## begin
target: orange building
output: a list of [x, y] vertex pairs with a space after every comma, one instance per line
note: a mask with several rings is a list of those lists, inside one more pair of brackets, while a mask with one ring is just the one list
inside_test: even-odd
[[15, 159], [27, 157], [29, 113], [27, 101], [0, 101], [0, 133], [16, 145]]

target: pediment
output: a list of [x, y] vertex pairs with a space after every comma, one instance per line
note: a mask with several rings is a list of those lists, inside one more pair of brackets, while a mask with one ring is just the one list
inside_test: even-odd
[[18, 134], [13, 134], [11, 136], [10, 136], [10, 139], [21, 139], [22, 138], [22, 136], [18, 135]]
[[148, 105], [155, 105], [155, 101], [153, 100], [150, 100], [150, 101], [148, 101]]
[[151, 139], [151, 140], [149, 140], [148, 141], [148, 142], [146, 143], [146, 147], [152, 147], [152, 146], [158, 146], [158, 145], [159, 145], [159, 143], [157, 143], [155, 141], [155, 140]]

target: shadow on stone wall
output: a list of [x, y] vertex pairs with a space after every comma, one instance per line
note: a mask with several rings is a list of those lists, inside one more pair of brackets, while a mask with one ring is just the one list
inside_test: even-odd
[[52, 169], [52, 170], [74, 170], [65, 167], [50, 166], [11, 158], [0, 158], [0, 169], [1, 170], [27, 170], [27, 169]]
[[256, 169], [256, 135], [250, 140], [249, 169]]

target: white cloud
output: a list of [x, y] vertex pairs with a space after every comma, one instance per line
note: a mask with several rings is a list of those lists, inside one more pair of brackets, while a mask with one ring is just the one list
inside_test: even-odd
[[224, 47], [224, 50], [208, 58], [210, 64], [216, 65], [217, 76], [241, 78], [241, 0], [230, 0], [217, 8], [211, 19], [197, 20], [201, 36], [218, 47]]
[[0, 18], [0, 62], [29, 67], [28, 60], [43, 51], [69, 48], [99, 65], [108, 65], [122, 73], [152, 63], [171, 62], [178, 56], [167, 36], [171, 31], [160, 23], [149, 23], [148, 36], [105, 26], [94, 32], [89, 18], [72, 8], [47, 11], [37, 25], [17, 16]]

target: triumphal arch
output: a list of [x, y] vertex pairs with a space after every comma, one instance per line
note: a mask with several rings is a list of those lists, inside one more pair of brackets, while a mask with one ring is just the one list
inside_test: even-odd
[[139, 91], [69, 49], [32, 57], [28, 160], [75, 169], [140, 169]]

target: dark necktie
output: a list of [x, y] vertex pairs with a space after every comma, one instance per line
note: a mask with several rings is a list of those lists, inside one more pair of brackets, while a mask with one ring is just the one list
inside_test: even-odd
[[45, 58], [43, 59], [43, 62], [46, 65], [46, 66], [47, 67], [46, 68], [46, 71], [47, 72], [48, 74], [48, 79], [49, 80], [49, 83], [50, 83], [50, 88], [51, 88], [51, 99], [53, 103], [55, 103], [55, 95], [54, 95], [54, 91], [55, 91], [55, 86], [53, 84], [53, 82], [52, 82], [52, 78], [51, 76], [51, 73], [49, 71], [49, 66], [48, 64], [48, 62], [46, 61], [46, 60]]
## end
→ **Set problem**
Can you copy out every one of the records above, line for line and character for character, changing nothing?

→ **Output of the exercise**
target: orange building
output: a list of [x, y] vertex pairs with a space after every comma, one instance per line
note: a mask with several rings is a list of those lists, inside one more pair of brackets, while a mask with one ring is just the one list
inside_test: even-odd
[[15, 159], [27, 157], [29, 113], [27, 101], [0, 101], [0, 133], [16, 145]]

target: pediment
output: a list of [x, y] vertex pairs with a space after every comma, one instance per line
note: a mask with several rings is a list of those lists, inside one more pair of brackets, while a mask with one ring is just the one list
inside_test: even-odd
[[18, 134], [13, 134], [11, 136], [10, 136], [10, 139], [21, 139], [22, 138], [22, 136], [18, 135]]
[[148, 105], [155, 105], [155, 101], [153, 100], [150, 100], [150, 101], [148, 101]]
[[151, 139], [151, 140], [149, 140], [148, 141], [148, 142], [146, 143], [146, 147], [152, 147], [152, 146], [158, 146], [158, 145], [159, 145], [159, 143], [157, 143], [155, 141], [155, 140]]

target: shadow on stone wall
output: a list of [x, y] vertex pairs with a space after every comma, one instance per line
note: a mask with several rings is a list of those lists, inside one more pair of brackets, while a mask with one ring is just the one list
inside_test: even-odd
[[52, 169], [52, 170], [74, 170], [65, 167], [50, 166], [11, 158], [0, 158], [0, 169], [1, 170], [27, 170], [27, 169]]
[[256, 169], [256, 135], [250, 140], [249, 169]]

target: white cloud
output: a list of [x, y] vertex pairs with a space after every comma, one instance per line
note: a mask with several rings is a list of those lists, inside one more pair of brackets, while a mask with one ring is just the one list
inside_test: even-odd
[[224, 47], [224, 50], [208, 58], [210, 64], [216, 65], [217, 76], [241, 78], [241, 0], [230, 0], [217, 8], [211, 19], [197, 20], [201, 36], [218, 47]]
[[0, 18], [0, 62], [29, 67], [28, 60], [43, 51], [69, 48], [99, 65], [108, 65], [122, 73], [152, 63], [171, 62], [178, 56], [167, 36], [171, 31], [160, 23], [149, 23], [148, 36], [105, 26], [94, 32], [89, 18], [72, 8], [47, 11], [37, 25], [17, 16]]

target: triumphal arch
output: a list of [x, y] vertex pairs with a space after every comma, one instance per line
note: a mask with several rings is a list of those lists, inside one more pair of brackets, while a mask with one ring is just the one list
inside_test: even-odd
[[139, 91], [69, 49], [32, 57], [28, 160], [75, 169], [140, 169]]

target: dark necktie
output: a list of [x, y] vertex pairs with a space after every comma, one instance per line
note: a mask with several rings is a list of those lists, inside one more pair of brackets, while a mask with one ring is just the one list
inside_test: even-odd
[[45, 58], [43, 59], [43, 62], [46, 65], [46, 66], [47, 67], [46, 68], [46, 71], [47, 72], [48, 74], [48, 79], [49, 80], [49, 83], [50, 83], [50, 88], [51, 88], [51, 99], [53, 103], [55, 103], [55, 95], [54, 95], [54, 91], [55, 91], [55, 86], [53, 84], [53, 82], [52, 82], [52, 78], [51, 76], [51, 73], [49, 71], [49, 66], [48, 64], [48, 62], [46, 61], [46, 60]]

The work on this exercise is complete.